INSTRUCTIONS FOR THE TASK
Somewhere below are a line with "player, recorded as pixel coordinates." and a later line with "white soccer jersey, recorded as pixel coordinates.". Output exactly those lines and all lines between them.

ENTRIES SUPPLIED
========
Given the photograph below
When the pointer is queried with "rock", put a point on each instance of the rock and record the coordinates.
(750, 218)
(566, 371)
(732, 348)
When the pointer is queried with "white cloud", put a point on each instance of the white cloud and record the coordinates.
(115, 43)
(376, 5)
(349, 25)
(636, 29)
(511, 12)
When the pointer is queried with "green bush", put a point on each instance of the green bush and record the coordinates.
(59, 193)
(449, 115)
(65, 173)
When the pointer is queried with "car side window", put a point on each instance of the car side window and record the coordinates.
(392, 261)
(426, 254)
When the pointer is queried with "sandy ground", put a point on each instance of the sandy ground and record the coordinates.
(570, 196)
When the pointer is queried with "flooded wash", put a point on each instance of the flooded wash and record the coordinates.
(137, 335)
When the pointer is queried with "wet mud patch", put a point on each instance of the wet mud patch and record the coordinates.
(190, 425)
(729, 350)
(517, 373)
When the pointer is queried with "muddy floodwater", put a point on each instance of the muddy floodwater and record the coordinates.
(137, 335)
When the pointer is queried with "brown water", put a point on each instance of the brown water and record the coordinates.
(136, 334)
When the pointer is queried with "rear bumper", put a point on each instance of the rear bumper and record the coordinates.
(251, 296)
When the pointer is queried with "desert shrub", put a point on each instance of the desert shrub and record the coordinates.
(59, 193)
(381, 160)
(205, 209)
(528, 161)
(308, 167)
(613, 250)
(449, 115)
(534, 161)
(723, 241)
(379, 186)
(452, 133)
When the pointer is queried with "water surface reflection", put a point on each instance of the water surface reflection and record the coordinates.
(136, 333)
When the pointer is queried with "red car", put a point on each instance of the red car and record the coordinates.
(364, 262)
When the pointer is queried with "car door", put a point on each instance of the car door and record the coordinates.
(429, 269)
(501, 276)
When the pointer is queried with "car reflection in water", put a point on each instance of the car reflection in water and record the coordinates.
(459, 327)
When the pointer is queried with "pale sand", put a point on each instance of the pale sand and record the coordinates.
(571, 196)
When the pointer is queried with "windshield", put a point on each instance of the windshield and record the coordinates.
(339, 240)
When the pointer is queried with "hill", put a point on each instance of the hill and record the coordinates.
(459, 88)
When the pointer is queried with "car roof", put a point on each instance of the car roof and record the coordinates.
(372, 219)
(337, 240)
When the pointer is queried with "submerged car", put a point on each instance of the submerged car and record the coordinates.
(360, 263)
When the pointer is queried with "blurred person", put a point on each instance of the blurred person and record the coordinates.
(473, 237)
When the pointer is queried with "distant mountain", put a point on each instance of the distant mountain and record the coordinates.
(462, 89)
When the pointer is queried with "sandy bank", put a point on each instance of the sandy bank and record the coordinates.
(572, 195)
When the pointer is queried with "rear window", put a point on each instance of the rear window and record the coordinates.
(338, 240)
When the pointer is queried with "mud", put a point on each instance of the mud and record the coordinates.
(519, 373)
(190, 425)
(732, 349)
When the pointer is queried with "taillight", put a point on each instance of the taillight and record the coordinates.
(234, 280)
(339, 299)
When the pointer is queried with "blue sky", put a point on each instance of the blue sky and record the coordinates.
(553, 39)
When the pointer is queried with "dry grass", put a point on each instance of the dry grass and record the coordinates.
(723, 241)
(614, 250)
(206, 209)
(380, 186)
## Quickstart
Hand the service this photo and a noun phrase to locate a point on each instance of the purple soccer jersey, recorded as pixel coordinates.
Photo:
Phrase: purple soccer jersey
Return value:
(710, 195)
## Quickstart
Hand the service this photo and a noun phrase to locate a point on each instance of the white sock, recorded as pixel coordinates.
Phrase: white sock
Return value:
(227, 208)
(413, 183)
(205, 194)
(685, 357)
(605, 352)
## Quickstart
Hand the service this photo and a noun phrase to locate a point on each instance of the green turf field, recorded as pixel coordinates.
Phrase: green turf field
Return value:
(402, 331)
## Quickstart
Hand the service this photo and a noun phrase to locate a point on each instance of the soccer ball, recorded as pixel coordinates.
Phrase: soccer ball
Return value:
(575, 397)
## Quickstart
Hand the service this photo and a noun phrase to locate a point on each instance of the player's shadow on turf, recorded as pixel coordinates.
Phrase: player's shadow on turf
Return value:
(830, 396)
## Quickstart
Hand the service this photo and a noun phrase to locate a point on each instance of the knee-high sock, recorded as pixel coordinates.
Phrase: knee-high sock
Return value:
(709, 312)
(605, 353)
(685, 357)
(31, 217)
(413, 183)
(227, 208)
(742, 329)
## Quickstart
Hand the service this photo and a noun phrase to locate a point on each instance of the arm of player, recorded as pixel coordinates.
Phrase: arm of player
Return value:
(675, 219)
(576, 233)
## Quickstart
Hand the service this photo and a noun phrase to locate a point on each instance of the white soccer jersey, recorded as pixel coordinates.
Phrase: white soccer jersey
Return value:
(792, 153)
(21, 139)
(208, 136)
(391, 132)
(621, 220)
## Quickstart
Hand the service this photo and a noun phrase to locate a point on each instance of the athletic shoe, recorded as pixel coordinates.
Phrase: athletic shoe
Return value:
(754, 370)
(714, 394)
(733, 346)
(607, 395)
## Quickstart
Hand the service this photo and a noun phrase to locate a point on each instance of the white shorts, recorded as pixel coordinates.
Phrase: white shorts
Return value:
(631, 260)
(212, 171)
========
RESULT OF THIS EXERCISE
Hand the service this photo and a noun phrase to locate a point on each instance of the arm of player, recorded as pixel coordinates.
Phrase: arm of player
Return value:
(675, 219)
(576, 233)
## Quickstart
Hand the service this photo and a noun phrase to locate a point on each instance of the white soccer jersey, recorded as pixel coordinates.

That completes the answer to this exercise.